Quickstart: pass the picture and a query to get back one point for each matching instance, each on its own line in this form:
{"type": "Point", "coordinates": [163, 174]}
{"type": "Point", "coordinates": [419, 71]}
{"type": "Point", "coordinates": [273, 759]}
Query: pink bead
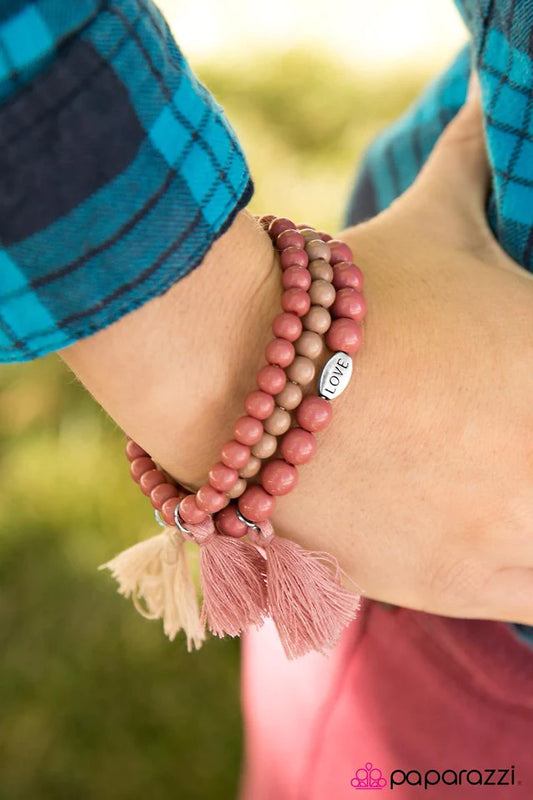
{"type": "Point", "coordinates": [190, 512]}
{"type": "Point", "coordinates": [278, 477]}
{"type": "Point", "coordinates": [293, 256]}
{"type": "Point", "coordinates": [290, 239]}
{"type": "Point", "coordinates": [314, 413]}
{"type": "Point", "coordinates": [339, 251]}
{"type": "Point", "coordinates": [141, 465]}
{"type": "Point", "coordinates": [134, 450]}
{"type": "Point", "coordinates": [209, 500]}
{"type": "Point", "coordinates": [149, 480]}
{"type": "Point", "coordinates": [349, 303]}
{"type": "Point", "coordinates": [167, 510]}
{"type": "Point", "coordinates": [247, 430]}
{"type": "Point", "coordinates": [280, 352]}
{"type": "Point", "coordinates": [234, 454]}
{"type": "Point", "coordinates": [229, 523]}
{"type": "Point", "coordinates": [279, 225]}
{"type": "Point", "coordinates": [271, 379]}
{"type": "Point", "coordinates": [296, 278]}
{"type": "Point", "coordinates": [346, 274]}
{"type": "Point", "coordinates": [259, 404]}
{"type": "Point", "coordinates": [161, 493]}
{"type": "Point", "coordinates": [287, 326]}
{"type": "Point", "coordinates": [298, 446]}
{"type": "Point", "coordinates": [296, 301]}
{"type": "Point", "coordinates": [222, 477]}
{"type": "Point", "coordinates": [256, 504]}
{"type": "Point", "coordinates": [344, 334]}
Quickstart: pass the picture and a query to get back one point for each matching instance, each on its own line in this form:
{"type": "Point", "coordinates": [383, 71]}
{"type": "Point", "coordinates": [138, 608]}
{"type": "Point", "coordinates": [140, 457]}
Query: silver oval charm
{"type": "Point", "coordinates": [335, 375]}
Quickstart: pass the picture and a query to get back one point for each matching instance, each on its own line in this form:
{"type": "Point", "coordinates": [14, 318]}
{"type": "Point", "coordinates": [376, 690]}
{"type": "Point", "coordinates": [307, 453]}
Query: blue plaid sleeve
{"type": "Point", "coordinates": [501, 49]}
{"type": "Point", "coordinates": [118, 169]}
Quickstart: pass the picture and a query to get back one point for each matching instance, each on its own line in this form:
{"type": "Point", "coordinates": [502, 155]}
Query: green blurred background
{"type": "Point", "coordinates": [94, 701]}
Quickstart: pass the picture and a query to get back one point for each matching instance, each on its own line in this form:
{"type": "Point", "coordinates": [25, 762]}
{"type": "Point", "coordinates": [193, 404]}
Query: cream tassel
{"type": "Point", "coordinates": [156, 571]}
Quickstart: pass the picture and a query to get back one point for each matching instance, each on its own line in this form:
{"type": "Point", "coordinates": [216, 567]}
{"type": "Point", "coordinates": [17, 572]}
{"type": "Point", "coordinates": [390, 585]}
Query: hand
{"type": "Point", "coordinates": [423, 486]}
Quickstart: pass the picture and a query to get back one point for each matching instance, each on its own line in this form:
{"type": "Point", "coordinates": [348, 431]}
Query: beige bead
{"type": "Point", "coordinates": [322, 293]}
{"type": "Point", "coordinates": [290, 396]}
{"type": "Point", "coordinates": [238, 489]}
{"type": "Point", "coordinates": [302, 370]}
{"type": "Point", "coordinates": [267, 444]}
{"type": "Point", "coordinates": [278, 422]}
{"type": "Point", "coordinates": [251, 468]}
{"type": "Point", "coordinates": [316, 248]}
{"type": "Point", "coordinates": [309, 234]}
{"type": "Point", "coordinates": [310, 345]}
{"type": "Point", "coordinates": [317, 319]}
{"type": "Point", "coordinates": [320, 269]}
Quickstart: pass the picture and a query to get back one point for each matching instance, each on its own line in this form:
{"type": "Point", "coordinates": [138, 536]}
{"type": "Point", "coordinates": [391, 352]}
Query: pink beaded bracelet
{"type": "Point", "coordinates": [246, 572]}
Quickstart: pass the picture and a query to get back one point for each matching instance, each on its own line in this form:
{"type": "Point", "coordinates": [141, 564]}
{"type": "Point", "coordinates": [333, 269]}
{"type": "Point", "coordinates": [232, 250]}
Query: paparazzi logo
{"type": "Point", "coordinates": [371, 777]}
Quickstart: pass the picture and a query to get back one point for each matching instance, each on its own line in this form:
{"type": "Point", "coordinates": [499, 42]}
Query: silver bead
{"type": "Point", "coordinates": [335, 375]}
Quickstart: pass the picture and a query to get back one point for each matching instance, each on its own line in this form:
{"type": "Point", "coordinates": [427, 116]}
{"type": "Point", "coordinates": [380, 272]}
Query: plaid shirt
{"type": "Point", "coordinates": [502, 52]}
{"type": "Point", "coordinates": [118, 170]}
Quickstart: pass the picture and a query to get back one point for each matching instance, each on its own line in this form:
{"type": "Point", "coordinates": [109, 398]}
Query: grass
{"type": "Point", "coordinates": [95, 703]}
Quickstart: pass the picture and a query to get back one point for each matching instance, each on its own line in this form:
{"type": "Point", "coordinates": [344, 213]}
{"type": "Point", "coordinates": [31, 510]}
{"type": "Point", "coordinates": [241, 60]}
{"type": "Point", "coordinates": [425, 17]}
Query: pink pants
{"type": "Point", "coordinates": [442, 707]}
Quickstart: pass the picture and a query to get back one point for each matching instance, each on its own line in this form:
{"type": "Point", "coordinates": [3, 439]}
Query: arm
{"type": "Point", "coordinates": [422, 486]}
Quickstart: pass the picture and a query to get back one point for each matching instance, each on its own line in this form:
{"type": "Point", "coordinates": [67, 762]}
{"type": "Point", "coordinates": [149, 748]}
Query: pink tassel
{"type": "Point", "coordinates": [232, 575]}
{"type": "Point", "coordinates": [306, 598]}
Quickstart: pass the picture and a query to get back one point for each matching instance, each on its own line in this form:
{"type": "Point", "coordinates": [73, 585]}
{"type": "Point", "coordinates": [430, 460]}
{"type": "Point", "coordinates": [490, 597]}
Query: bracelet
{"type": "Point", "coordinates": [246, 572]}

══════

**INSTRUCTIONS FOR THE TASK**. Excluding the images, return each record above precisely as written.

**EXERCISE RESPONSE**.
Quickstart: pass the picture and a query to get back one point for each matching instance, each on its own line in this form:
{"type": "Point", "coordinates": [163, 174]}
{"type": "Point", "coordinates": [419, 71]}
{"type": "Point", "coordinates": [273, 759]}
Query: pink bead
{"type": "Point", "coordinates": [190, 512]}
{"type": "Point", "coordinates": [278, 477]}
{"type": "Point", "coordinates": [293, 256]}
{"type": "Point", "coordinates": [290, 239]}
{"type": "Point", "coordinates": [314, 413]}
{"type": "Point", "coordinates": [339, 251]}
{"type": "Point", "coordinates": [141, 465]}
{"type": "Point", "coordinates": [134, 450]}
{"type": "Point", "coordinates": [209, 500]}
{"type": "Point", "coordinates": [149, 480]}
{"type": "Point", "coordinates": [349, 303]}
{"type": "Point", "coordinates": [167, 510]}
{"type": "Point", "coordinates": [247, 430]}
{"type": "Point", "coordinates": [280, 352]}
{"type": "Point", "coordinates": [234, 454]}
{"type": "Point", "coordinates": [229, 523]}
{"type": "Point", "coordinates": [279, 225]}
{"type": "Point", "coordinates": [271, 379]}
{"type": "Point", "coordinates": [296, 278]}
{"type": "Point", "coordinates": [346, 274]}
{"type": "Point", "coordinates": [259, 404]}
{"type": "Point", "coordinates": [161, 493]}
{"type": "Point", "coordinates": [287, 326]}
{"type": "Point", "coordinates": [298, 446]}
{"type": "Point", "coordinates": [296, 301]}
{"type": "Point", "coordinates": [222, 477]}
{"type": "Point", "coordinates": [256, 504]}
{"type": "Point", "coordinates": [344, 334]}
Quickstart: pass the picture and a query to get back one point for each matching instance, each on its own line in this form:
{"type": "Point", "coordinates": [383, 71]}
{"type": "Point", "coordinates": [138, 608]}
{"type": "Point", "coordinates": [140, 457]}
Query: silver oval charm
{"type": "Point", "coordinates": [335, 375]}
Quickstart: pass the picture and a query to get back one point for each matching instance, each on its own line in this form:
{"type": "Point", "coordinates": [14, 318]}
{"type": "Point", "coordinates": [376, 690]}
{"type": "Point", "coordinates": [307, 453]}
Query: blue plaid sleeve
{"type": "Point", "coordinates": [501, 49]}
{"type": "Point", "coordinates": [118, 169]}
Quickstart: pass the picture and a query to get back one point for each matching instance, each on its own line in this form:
{"type": "Point", "coordinates": [502, 155]}
Query: green blurred background
{"type": "Point", "coordinates": [94, 701]}
Quickstart: pass the picture and a query to get back one point for each matching instance, each on its own line in this form:
{"type": "Point", "coordinates": [25, 762]}
{"type": "Point", "coordinates": [193, 404]}
Query: cream tassel
{"type": "Point", "coordinates": [156, 571]}
Quickstart: pass the picture and a query to get back one point for each matching instance, each on its own line in this form:
{"type": "Point", "coordinates": [216, 567]}
{"type": "Point", "coordinates": [17, 572]}
{"type": "Point", "coordinates": [390, 585]}
Query: hand
{"type": "Point", "coordinates": [423, 486]}
Quickstart: pass the picture and a query to get back one point for each matching instance, each on its own line in this form:
{"type": "Point", "coordinates": [348, 431]}
Query: beige bead
{"type": "Point", "coordinates": [322, 293]}
{"type": "Point", "coordinates": [290, 396]}
{"type": "Point", "coordinates": [238, 489]}
{"type": "Point", "coordinates": [302, 370]}
{"type": "Point", "coordinates": [267, 444]}
{"type": "Point", "coordinates": [278, 422]}
{"type": "Point", "coordinates": [251, 468]}
{"type": "Point", "coordinates": [316, 248]}
{"type": "Point", "coordinates": [309, 234]}
{"type": "Point", "coordinates": [310, 345]}
{"type": "Point", "coordinates": [317, 319]}
{"type": "Point", "coordinates": [320, 269]}
Quickstart: pass the picture and a query to get back one point for each matching instance, each on its own line in this form:
{"type": "Point", "coordinates": [138, 536]}
{"type": "Point", "coordinates": [391, 352]}
Query: pink beaded bracelet
{"type": "Point", "coordinates": [246, 572]}
Quickstart: pass the picture and a query to get back one point for each matching instance, each on its own line in this form:
{"type": "Point", "coordinates": [141, 564]}
{"type": "Point", "coordinates": [333, 269]}
{"type": "Point", "coordinates": [232, 250]}
Query: paparazzi logo
{"type": "Point", "coordinates": [371, 777]}
Quickstart: pass the picture and a query to get back one point for each matching instance, each on its own line in this form:
{"type": "Point", "coordinates": [499, 42]}
Query: silver bead
{"type": "Point", "coordinates": [335, 375]}
Quickstart: pass the picture and a query to get back one point for each matching instance, each on its own line in this form:
{"type": "Point", "coordinates": [427, 116]}
{"type": "Point", "coordinates": [380, 272]}
Query: plaid shirt
{"type": "Point", "coordinates": [502, 52]}
{"type": "Point", "coordinates": [118, 170]}
Quickstart: pass the picture and a query to get back one point for each matching instance, each on its own line in this form:
{"type": "Point", "coordinates": [109, 398]}
Query: grass
{"type": "Point", "coordinates": [95, 703]}
Quickstart: pass the picture and a query to get back one point for each matching instance, each on its own line in this form:
{"type": "Point", "coordinates": [344, 213]}
{"type": "Point", "coordinates": [31, 510]}
{"type": "Point", "coordinates": [241, 60]}
{"type": "Point", "coordinates": [425, 17]}
Query: pink pants
{"type": "Point", "coordinates": [442, 707]}
Quickstart: pass the picture and a query to get back one point for each matching instance, each on its own line in this form:
{"type": "Point", "coordinates": [3, 439]}
Query: arm
{"type": "Point", "coordinates": [422, 486]}
Quickstart: pass the picture and a query to get back one point for each matching instance, each on its own line in this form:
{"type": "Point", "coordinates": [67, 762]}
{"type": "Point", "coordinates": [149, 748]}
Query: pink tassel
{"type": "Point", "coordinates": [232, 575]}
{"type": "Point", "coordinates": [306, 598]}
Quickstart: pass the picture and a query to get back one point for each matching instance, each on its own line in this form:
{"type": "Point", "coordinates": [73, 585]}
{"type": "Point", "coordinates": [430, 460]}
{"type": "Point", "coordinates": [490, 597]}
Query: bracelet
{"type": "Point", "coordinates": [246, 572]}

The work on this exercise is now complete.